The issue arises ahead of Ingles Markets’ upcoming annual meeting, which features a contested solicitation for board seats. The company said that Summer Road’s proxy materials have presented Held as an independent voice, but Ingles claims this is inconsistent with his existing obligations as trustee of several Sackler family trusts. “Mr. Held is far from independent. He is deeply embedded in the Sackler family’s financial and governance structure where he serves as the Trustee of several Trusts established by the Sacklers to hold funds salvaged from the Purdue Pharma bankruptcy,” Ingles Markets said in its statement.

According to Ingles, Held currently acts as trustee for multiple trusts benefiting Richard Sackler and his heirs. As such, he owes legally enforceable duties of loyalty and care to those beneficiaries—duties that do not disappear if he joins another board. The company argued these obligations would create a conflict with his responsibilities at Ingles should their interests diverge: “He owes fiduciary duties of loyalty to the Sackler family and their heirs, and if the Sacklers’ interests diverge from those of Ingles, Mr. Held would face an unavoidable competing obligation to the Sackler family.”

PROBLEM 1: Please translate this sentence from the Ingles Markets excerpt into Spanish: "According to Ingles, Held currently acts as trustee for multiple trusts benefiting Richard Sackler and his heirs."
PROBLEM 2: Do these statements agree with the Ingles Markets excerpt? For each, answer yes or no and quote the deciding words. (a) Summer Road's proxy materials portray Held as an independent voice. (b) Ingles says Held's duties to the trust beneficiaries would end if he joined another board. (c) The upcoming annual meeting features a contested solicitation for board seats.
PROBLEM 3: Return the part of the Ingles Markets excerpt from "The issue arises" up to and including "in its statement.".
You can ignore the items.

EXTRACTED ENTRIES:
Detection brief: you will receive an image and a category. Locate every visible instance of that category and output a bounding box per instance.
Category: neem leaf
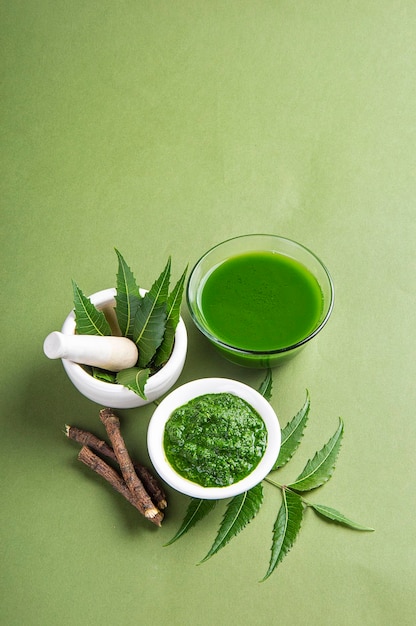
[72,281,111,335]
[115,248,142,337]
[308,502,374,531]
[133,258,171,367]
[273,390,310,470]
[201,483,263,563]
[116,367,150,400]
[259,369,273,400]
[91,367,116,383]
[155,267,188,366]
[165,498,217,546]
[261,489,303,582]
[288,418,344,491]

RESPONSE AREA 1: Según Ingles, Held actúa actualmente como fideicomisario de varios fideicomisos que benefician a Richard Sackler y a sus herederos.

RESPONSE AREA 2:
(a) Yes: "Summer Road’s proxy materials have presented Held as an independent voice"
(b) No: "duties that do not disappear if he joins another board"
(c) Yes: "which features a contested solicitation for board seats"

RESPONSE AREA 3:
The issue arises ahead of Ingles Markets’ upcoming annual meeting, which features a contested solicitation for board seats. The company said that Summer Road’s proxy materials have presented Held as an independent voice, but Ingles claims this is inconsistent with his existing obligations as trustee of several Sackler family trusts. “Mr. Held is far from independent. He is deeply embedded in the Sackler family’s financial and governance structure where he serves as the Trustee of several Trusts established by the Sacklers to hold funds salvaged from the Purdue Pharma bankruptcy,” Ingles Markets said in its statement.